План, составленный ими, получил название “Плана Громана”, по фамилии руководителя группы, разрабатывавшей проект плана. План Сталину не понравился, он его отверг и поручил разработку нового проекта по своим указаниям, а всю группу Громана, многие из участников которой оспаривали диррективы Сталина очень энергично, уволили из Госплана и сослали в “легкую” ссылку в Казахстан на рядовую работу с последующим запретом на работу в государственных организациях на экономической работе. В числе сосланных был и М.С. Вовси. Мирон Соломонович после вoзвращения из ссылки закончил без отрыва от производства вечерний факультет МВТУ по специальности технолога-машиностроителя и работал на Мытищинском заводе заведующим отделом труда и заработной платы. В конце. 1939 года он был репрессирован и осужден “на 10 лет заключения без права переписки”, что означало расстрел. Его жена, Раиса Исааковна, работавшая главным редактором журнала “Водник”, была, разумеется, уволена с работы. Мы с женой несколько раз виделись с ней на улицах или в парках, условившись с ней об этом заранее по телефону. Горе этой женщины трудно описать, видно было, что жизнь в ней угасает. Вскоре она умерла.

Хочу описать еще один эпизод, связанный с М.С. Вовси. Работали мы с ним очень слаженно и подружились. В конце 1938 года Мирон Соломонович с женой пригласили мою жену и меня встречать у них дома Новый 1939 год. Когда мы приехали к ним домой около 23-х часов, кроме нас и супругов Вовси был еще медик Вовси. Должен был еще быть и С.М. Михоэлс, но он запоздал и приехал на Kремлевской легковой машине к 2 часам ночи. Свое опоздание он объяснил тем, что был приглашен принять участие в концерте “звезд” в новогоднюю ночь в Кремле. Он поделился своими впечатлениями о “публике”, присутствовавшей на концерте. Был и Сталин. Я не помню подробностей его рассказа, запомнилось только одно - он сказал: ”Мне кажется, что Сталин антисемит.” Это полностью подтвердилось воспоминаниями дочери Сталина - Аллилуевой.

> ЗАДАНИЕ:
Как будет выглядеть отрывок о М.С. Вовси, начиная со слов «Хочу описать еще» и далее до слов «Сталина - Аллилуевой.», если заменить в нем «слаженно» на «дружно»? Приведите этот фрагмент целиком. Следующие строки взяты из другого источника.

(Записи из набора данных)
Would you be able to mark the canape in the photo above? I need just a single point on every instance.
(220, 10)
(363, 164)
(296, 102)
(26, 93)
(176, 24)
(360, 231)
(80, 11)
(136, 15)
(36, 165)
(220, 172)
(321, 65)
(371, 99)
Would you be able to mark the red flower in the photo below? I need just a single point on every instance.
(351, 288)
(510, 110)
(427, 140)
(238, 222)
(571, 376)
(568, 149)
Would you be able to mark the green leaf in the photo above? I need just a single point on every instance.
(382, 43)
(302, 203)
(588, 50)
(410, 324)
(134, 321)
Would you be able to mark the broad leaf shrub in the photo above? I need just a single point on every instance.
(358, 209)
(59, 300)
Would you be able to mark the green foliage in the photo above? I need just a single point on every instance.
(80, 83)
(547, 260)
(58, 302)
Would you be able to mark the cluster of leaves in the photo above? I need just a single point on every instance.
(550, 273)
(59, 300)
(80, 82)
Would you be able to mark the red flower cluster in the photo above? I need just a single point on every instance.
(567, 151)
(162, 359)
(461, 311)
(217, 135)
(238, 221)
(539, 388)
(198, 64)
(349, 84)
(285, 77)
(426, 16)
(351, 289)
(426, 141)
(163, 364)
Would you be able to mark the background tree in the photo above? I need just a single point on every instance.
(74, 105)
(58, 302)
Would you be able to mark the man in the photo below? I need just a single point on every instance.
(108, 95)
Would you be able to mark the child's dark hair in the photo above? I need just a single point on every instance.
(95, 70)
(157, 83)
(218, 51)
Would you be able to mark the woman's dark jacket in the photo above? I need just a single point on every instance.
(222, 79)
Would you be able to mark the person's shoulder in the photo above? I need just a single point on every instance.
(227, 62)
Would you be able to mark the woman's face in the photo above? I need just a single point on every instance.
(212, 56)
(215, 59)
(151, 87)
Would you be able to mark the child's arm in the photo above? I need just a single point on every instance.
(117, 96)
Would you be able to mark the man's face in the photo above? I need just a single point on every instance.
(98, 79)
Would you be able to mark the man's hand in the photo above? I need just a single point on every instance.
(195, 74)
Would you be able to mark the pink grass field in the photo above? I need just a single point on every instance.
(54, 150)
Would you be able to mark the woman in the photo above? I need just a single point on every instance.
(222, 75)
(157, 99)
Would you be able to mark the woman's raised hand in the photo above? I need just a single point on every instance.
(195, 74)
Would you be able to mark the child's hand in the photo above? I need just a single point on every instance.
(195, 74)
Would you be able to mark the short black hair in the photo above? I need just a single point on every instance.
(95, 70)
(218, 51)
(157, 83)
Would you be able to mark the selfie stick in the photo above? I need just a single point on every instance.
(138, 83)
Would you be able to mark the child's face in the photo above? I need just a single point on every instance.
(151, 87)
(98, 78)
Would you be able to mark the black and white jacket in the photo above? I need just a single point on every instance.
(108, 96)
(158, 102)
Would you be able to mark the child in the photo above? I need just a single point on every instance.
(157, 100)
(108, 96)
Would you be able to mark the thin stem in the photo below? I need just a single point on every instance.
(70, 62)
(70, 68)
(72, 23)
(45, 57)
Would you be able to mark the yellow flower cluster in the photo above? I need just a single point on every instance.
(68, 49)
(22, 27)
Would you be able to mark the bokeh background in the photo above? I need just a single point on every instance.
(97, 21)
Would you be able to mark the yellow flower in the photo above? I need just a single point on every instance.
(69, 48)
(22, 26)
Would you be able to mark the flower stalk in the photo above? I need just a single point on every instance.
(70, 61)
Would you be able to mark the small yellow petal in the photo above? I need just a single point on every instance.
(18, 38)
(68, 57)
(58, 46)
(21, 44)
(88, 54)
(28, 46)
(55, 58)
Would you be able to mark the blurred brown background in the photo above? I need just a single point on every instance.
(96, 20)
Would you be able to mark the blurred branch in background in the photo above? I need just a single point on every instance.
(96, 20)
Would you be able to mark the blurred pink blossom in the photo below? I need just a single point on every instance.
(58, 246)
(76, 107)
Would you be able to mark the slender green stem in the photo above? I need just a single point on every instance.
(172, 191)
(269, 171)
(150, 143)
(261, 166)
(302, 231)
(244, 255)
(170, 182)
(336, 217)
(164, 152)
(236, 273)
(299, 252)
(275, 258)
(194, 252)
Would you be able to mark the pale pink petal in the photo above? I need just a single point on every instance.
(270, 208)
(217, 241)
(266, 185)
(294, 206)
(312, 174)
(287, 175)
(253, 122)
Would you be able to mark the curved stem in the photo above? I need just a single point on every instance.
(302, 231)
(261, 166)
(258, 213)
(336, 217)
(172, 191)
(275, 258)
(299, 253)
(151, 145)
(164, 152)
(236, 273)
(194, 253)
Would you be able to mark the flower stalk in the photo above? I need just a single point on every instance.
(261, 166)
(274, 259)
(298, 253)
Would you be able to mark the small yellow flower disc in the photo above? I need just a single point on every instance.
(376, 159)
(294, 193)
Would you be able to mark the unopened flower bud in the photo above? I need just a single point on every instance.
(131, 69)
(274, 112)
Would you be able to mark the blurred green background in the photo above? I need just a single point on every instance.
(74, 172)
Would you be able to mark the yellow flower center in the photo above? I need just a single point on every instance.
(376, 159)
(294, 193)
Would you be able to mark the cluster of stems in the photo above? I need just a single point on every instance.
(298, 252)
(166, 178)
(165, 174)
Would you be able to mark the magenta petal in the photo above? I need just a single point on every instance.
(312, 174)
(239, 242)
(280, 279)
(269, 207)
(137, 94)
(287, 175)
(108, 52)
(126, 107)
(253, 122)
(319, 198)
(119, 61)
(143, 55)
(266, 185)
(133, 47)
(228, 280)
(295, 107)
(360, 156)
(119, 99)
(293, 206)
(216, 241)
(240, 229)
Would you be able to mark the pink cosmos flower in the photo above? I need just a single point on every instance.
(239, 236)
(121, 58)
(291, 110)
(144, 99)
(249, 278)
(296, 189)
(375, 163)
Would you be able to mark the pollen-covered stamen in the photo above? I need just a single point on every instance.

> ОТВЕТ:
Хочу описать еще один эпизод, связанный с М.С. Вовси. Работали мы с ним очень дружно и подружились. В конце 1938 года Мирон Соломонович с женой пригласили мою жену и меня встречать у них дома Новый 1939 год. Когда мы приехали к ним домой около 23-х часов, кроме нас и супругов Вовси был еще медик Вовси. Должен был еще быть и С.М. Михоэлс, но он запоздал и приехал на Kремлевской легковой машине к 2 часам ночи. Свое опоздание он объяснил тем, что был приглашен принять участие в концерте “звезд” в новогоднюю ночь в Кремле. Он поделился своими впечатлениями о “публике”, присутствовавшей на концерте. Был и Сталин. Я не помню подробностей его рассказа, запомнилось только одно - он сказал: ”Мне кажется, что Сталин антисемит.” Это полностью подтвердилось воспоминаниями дочери Сталина - Аллилуевой.